• _Exercise directions_
Can you repeat, word for word, everything from "The announcement marks" down to "and financial hardship." in the text on thalidomide pensions?

The announcement marks a historic moment in the battle for recognition for Canadian victims of thalidomide, a drug approved by the federal government in the early sixties as a "safe" sedative for pregnant women suffering from nausea and insomnia. More than 100 babies were born in Canada with extreme disabilities, including missing limbs, internal organ damage, deafness and blindness. Now in their early 50s, they increasingly face crushing pain and financial hardship.

The news of the pensions left victims with a sense of relief and shock.

"I can't believe it," Sandy Hatch, 52, who was born without arms, said from her home in Hamilton. "It hasn't sunk in. I just feel joy and relief."

Ms. Hatch, who has had to rely on her aging parents for assistance, said the pension will allow her to hire an assistant for basic tasks, such as grocery shopping. "This means I'm going to be taken care of in a good way. It opens so many doors."

She said the federal government has done the right thing, even though the gesture was long overdue. "At least now we have a future."

Nelson Emond, a thalidomide survivor from La Pocatière, Que., said the money means that he may be able to move out of his semi-basement apartment and into a home that can accommodate his wheelchair. At the moment, he has to put on his prosthetic legs to climb the five steps out of his home.

"Finally, we have security, and for the rest of our days," said Mr. Emond, who has worked all his life but pain has made his daily life increasingly difficult.

"Yes, this is 50 years too late. But better late than never. It's never too late to do the right thing," he added.

For Deb Decaire-Conway, a thalidomide survivor in Windsor, the announcement is bittersweet. Her twin brother, Dave, also a victim of the drug, died last year. His heart simply stopped beating. "It feels terribly sad that he didn't live long enough to see this. The settlement wouldn't have saved his life, but it would have given him comfort."

Many survivors have worn down their bodies by using their teeth and twisting themselves painfully to make up for their missing limbs.

"I'm ecstatic for those who can finally give their bodies a rest," Ms. Decaire-Conway said. "Finally, we can get on with our lives."

• _Provided information_
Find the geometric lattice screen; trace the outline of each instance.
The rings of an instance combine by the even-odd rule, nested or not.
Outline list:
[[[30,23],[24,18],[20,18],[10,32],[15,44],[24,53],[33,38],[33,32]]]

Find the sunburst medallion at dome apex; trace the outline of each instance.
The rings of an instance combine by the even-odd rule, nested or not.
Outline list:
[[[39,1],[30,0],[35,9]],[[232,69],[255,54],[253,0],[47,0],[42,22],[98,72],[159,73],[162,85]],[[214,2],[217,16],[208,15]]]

• _Answer to this task_
The announcement marks a historic moment in the battle for recognition for Canadian victims of thalidomide, a drug approved by the federal government in the early sixties as a "safe" sedative for pregnant women suffering from nausea and insomnia. More than 100 babies were born in Canada with extreme disabilities, including missing limbs, internal organ damage, deafness and blindness. Now in their early 50s, they increasingly face crushing pain and financial hardship.